_Problem statement_:
Give the lines of each of the following records as a JSON list of strings, one string per line, with blank lines left out.

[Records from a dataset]
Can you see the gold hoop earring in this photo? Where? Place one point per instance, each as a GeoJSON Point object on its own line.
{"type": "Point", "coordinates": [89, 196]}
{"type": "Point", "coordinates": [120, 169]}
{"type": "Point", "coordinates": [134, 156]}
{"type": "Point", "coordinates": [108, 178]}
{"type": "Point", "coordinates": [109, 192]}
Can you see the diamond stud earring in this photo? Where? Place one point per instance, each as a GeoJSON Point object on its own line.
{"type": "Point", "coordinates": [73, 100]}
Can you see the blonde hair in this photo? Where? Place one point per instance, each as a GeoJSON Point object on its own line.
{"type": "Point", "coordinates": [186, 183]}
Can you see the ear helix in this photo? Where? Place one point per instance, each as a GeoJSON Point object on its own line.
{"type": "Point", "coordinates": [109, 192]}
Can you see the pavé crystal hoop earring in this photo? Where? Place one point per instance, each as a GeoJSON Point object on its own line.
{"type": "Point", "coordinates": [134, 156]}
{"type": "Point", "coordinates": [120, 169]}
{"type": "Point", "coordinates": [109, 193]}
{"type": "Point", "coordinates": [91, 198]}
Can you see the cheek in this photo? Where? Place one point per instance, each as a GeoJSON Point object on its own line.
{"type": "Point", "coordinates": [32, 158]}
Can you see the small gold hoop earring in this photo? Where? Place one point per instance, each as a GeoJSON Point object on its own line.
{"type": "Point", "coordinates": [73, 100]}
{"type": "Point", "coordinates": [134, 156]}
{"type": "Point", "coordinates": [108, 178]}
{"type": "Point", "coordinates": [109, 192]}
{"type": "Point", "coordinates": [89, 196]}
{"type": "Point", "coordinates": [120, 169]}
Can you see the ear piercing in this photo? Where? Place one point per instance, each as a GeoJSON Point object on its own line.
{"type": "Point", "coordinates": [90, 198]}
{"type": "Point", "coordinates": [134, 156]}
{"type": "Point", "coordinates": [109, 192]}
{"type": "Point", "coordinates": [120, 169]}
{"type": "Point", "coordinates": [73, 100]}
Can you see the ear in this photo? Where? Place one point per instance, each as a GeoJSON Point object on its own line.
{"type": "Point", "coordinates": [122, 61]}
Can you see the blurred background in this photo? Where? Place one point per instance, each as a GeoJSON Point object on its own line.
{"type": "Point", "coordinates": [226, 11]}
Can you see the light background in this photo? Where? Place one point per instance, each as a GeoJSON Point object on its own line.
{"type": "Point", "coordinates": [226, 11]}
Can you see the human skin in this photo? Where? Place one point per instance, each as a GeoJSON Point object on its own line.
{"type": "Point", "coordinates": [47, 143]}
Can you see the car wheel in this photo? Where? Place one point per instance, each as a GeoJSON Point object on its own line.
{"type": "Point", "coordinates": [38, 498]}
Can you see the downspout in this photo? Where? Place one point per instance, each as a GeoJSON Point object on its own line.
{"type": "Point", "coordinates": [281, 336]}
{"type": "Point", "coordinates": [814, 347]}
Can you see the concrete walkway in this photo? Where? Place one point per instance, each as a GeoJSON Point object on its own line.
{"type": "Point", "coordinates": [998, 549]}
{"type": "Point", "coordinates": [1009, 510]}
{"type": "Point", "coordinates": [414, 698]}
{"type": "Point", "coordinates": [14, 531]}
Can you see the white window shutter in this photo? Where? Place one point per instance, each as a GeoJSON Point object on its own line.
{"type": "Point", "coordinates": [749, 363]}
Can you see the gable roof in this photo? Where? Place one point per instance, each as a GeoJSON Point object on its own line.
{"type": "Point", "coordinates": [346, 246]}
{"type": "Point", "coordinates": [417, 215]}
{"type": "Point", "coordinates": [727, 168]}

_Exercise output_:
[
  "Can you see the gold hoop earring in this photo? Where? Place one point per instance, each as a GeoJSON Point object on its own line.",
  "{\"type\": \"Point\", \"coordinates\": [89, 196]}",
  "{\"type\": \"Point\", \"coordinates\": [120, 169]}",
  "{\"type\": \"Point\", \"coordinates\": [134, 156]}",
  "{\"type\": \"Point\", \"coordinates\": [108, 178]}",
  "{\"type\": \"Point\", \"coordinates\": [109, 192]}",
  "Can you see the diamond stud earring in this photo? Where? Place one point per instance, each as a GeoJSON Point object on its own line.",
  "{\"type\": \"Point\", \"coordinates\": [73, 100]}",
  "Can you see the blonde hair in this photo? Where? Place one point per instance, each as a GeoJSON Point object on its own line.",
  "{\"type\": \"Point\", \"coordinates\": [186, 183]}",
  "Can you see the ear helix in this photo? Where? Place one point per instance, each as a GeoJSON Point object on its own line.",
  "{\"type\": \"Point\", \"coordinates\": [109, 192]}",
  "Can you see the pavé crystal hoop earring in this photo? Where? Place one point per instance, each as a GeoJSON Point object on its own line.",
  "{\"type\": \"Point\", \"coordinates\": [134, 156]}",
  "{\"type\": \"Point\", \"coordinates\": [120, 169]}",
  "{\"type\": \"Point\", \"coordinates\": [109, 193]}",
  "{\"type\": \"Point\", \"coordinates\": [91, 198]}",
  "Can you see the cheek in this photo? Where? Place one point per instance, each as a GeoJSON Point object on its own line.",
  "{\"type\": \"Point\", \"coordinates\": [32, 158]}",
  "Can you see the small gold hoop earring in this photo? Where? Place one point per instance, each as a GeoJSON Point object on its own line.",
  "{\"type\": \"Point\", \"coordinates\": [73, 100]}",
  "{\"type\": \"Point\", \"coordinates\": [134, 156]}",
  "{\"type\": \"Point\", \"coordinates\": [108, 178]}",
  "{\"type\": \"Point\", \"coordinates\": [109, 192]}",
  "{\"type\": \"Point\", \"coordinates\": [89, 196]}",
  "{\"type\": \"Point\", \"coordinates\": [120, 169]}",
  "Can you see the ear piercing in this photo? Where? Place one point per instance, each as a GeoJSON Point object on its own line.",
  "{\"type\": \"Point\", \"coordinates\": [90, 198]}",
  "{\"type\": \"Point\", \"coordinates\": [134, 156]}",
  "{\"type\": \"Point\", \"coordinates\": [109, 192]}",
  "{\"type\": \"Point\", \"coordinates\": [120, 169]}",
  "{\"type\": \"Point\", \"coordinates\": [73, 100]}",
  "Can you see the ear in this photo? Where? Place one point per instance, each as a GeoJSON Point object on its own line.",
  "{\"type\": \"Point\", \"coordinates\": [122, 61]}",
  "Can you see the blurred background in this photo? Where? Place one point per instance, each as a GeoJSON Point object on its own line.",
  "{\"type\": \"Point\", \"coordinates\": [226, 11]}",
  "Can you see the light background in this photo? Where? Place one point per instance, each as a GeoJSON Point object on its own line.",
  "{\"type\": \"Point\", \"coordinates\": [226, 11]}",
  "Can you see the human skin in this photo? Where? Place one point per instance, each as a GeoJSON Point object on its own line.",
  "{\"type\": \"Point\", \"coordinates\": [47, 143]}",
  "Can you see the car wheel in this photo? Where? Place one point per instance, each as a GeoJSON Point object on its own line.",
  "{\"type\": \"Point\", \"coordinates\": [38, 498]}",
  "Can you see the downspout in this photo? Where? Place one point per instance, each as a GeoJSON Point object on its own line.",
  "{\"type\": \"Point\", \"coordinates\": [281, 336]}",
  "{\"type\": \"Point\", \"coordinates\": [814, 347]}",
  "Can you see the concrete walkway in this photo? Where? Place one point per instance, each as a GeoJSON Point object on its own line.",
  "{\"type\": \"Point\", \"coordinates\": [998, 549]}",
  "{\"type\": \"Point\", \"coordinates\": [1009, 510]}",
  "{\"type\": \"Point\", \"coordinates\": [414, 698]}",
  "{\"type\": \"Point\", \"coordinates\": [14, 531]}",
  "Can you see the white window shutter in this photo? Where? Place one point per instance, each as a GeoJSON Point object on its own line.",
  "{\"type\": \"Point\", \"coordinates\": [749, 363]}",
  "Can you see the gable roof in this photo? Where? Place one point per instance, each as a GeoJSON Point object on its own line.",
  "{\"type\": \"Point\", \"coordinates\": [346, 246]}",
  "{\"type\": \"Point\", \"coordinates\": [417, 215]}",
  "{\"type\": \"Point\", \"coordinates\": [727, 168]}"
]